> PROBLEM
Can you repeat the welcome thread below word for word, starting with "## Gregs79 (Oct" and going on through "(Dec 30, 2014)"?

# Complete Newbie



## Gregs79 (Oct 23, 2019)

Hi everyone,

Joined today following advice from a long standing member and looking forward to learning what I need to look out for.

Gregs79


----------



## Lefteye (Dec 30, 2014)

Welcome. Loads of info on here!!


----------



## Nillle (Sep 27, 2019)

Welcome aboard!


----------



## harman (Oct 24, 2019)

Gregs79 said:


> Hi everyone,
> 
> Joined today following advice from a long standing member and looking forward to learning what I need to look out for.
> 
> Gregs79


 me too!

you're in for a treat!


----------



## -Mac (Aug 22, 2019)

Welcome! I'm a recent joiner too and the folks here are really helpful


----------



## brewd (Jun 24, 2019)

Welcome to the forum. Some great info here.


----------



## martym (Nov 10, 2019)

welcome from another newbie ?


----------



## coffeechap (Apr 5, 2012)

Welcome welcome welcome any questions just ask, lots of helpful folk here


----------



## MildredM (Feb 13, 2017)

Welcome from me too


----------



## andreamark543 (Nov 12, 2019)

Welcome aboard dear, I hope you will enjoy.


----------

> DATA SECTION
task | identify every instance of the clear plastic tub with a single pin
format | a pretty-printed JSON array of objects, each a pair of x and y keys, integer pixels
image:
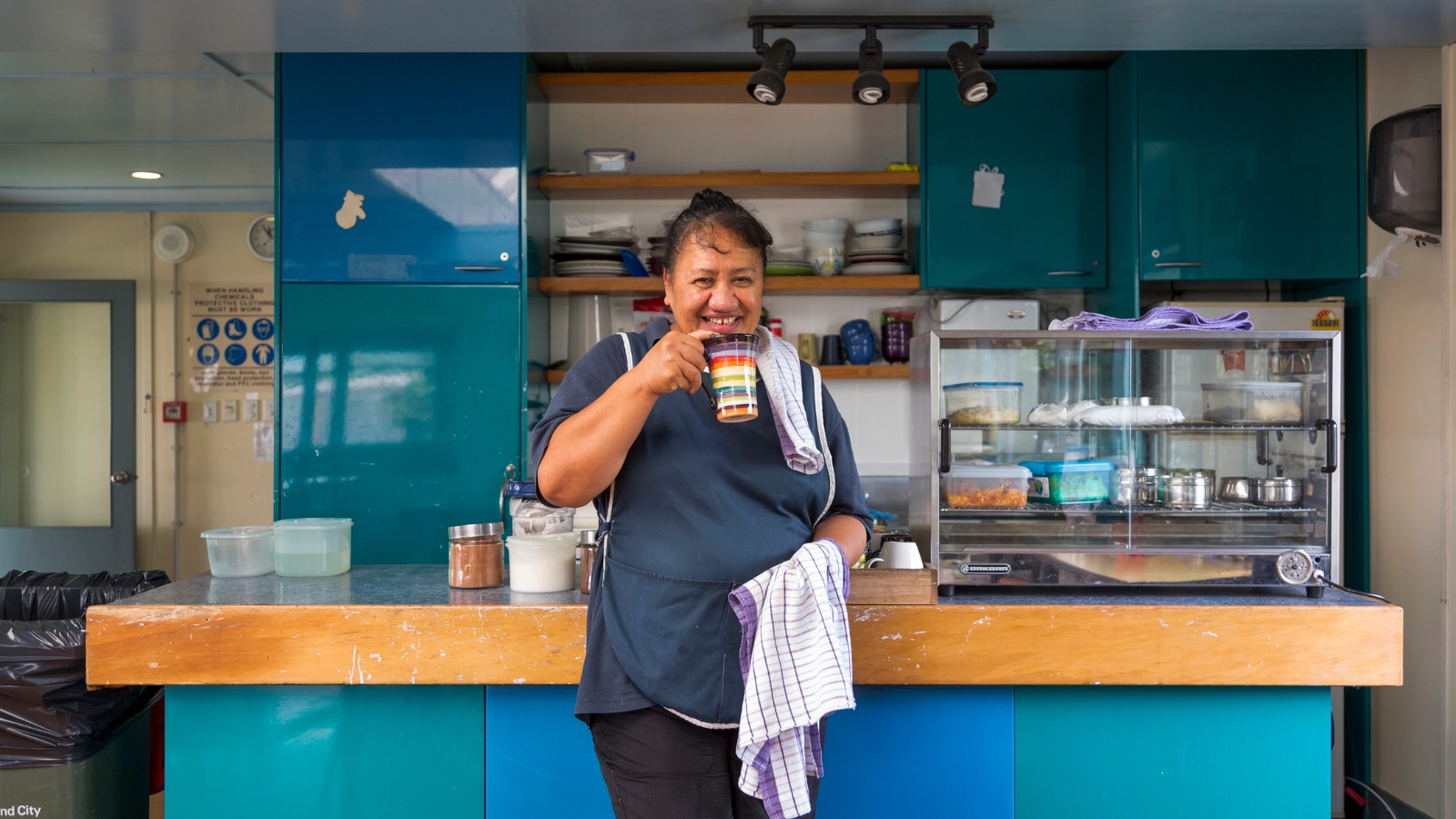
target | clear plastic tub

> IN RESPONSE
## Gregs79 (Oct 23, 2019)

Hi everyone,

Joined today following advice from a long standing member and looking forward to learning what I need to look out for.

Gregs79


----------



## Lefteye (Dec 30, 2014)